Requirement
Can you transcribe the lines of the data below, from the line containing "Category: slope of hillside" through the line containing "left=0, top=170, right=599, bottom=399", both included, without changing a character?

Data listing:
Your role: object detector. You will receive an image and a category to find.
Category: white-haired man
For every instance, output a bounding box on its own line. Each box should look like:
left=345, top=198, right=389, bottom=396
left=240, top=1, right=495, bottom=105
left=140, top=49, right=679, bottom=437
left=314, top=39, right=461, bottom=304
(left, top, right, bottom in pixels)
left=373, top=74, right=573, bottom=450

--

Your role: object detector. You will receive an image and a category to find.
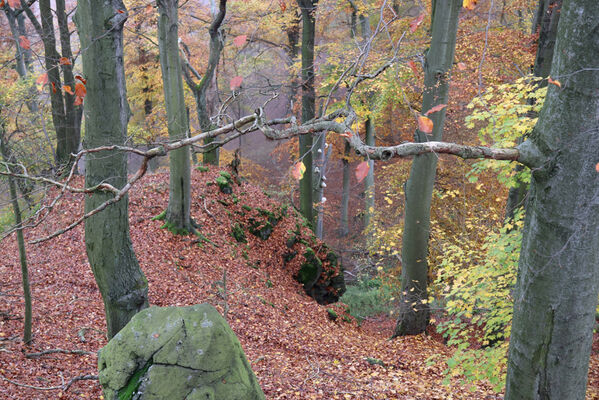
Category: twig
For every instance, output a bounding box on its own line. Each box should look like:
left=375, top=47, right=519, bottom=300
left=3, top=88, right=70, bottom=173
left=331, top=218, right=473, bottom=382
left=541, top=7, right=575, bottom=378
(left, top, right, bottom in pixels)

--

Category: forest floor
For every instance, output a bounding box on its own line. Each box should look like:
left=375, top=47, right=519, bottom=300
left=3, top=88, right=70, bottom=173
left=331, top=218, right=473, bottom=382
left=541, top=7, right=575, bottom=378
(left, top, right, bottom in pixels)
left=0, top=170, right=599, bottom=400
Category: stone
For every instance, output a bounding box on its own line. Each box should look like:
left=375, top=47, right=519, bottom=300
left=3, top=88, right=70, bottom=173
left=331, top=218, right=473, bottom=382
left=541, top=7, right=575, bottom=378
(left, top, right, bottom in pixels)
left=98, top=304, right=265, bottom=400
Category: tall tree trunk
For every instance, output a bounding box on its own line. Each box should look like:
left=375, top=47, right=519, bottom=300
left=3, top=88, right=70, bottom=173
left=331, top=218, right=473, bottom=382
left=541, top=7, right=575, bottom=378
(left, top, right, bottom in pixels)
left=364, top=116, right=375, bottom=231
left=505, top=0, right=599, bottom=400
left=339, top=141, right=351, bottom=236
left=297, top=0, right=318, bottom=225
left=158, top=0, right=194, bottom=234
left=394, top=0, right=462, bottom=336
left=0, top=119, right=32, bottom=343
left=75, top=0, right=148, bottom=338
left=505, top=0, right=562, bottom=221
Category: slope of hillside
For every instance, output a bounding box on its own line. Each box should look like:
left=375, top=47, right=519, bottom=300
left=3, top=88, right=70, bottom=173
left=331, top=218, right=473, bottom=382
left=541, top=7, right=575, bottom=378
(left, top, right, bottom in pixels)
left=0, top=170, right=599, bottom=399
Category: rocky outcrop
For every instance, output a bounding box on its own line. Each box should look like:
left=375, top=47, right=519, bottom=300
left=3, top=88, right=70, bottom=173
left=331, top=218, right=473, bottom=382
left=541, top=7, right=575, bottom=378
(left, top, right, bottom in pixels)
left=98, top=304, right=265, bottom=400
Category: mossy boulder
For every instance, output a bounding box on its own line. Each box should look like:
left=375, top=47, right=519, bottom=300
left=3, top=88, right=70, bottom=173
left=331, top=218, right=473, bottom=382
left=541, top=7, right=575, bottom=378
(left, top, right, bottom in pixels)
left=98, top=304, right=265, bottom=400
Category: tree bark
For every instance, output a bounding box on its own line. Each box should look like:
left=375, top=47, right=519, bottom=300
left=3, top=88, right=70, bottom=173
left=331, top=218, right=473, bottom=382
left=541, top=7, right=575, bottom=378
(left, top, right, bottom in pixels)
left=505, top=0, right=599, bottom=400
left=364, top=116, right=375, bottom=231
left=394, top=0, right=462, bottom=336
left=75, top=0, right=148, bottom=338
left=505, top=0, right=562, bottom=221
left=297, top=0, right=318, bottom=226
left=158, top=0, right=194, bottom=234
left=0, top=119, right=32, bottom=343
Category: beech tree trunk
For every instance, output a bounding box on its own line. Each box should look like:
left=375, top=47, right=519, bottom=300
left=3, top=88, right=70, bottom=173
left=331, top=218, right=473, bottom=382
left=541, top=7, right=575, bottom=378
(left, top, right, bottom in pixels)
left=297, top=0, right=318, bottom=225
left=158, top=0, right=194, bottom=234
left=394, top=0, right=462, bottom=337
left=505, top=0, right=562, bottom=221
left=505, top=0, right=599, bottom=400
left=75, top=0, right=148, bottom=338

Solution to the exercise
Category: slope of hillside
For every instance, output a bounding box on its own line. Each box should look like:
left=375, top=47, right=519, bottom=300
left=3, top=88, right=70, bottom=173
left=331, top=218, right=473, bottom=382
left=541, top=7, right=575, bottom=378
(left, top, right, bottom in pixels)
left=0, top=170, right=599, bottom=399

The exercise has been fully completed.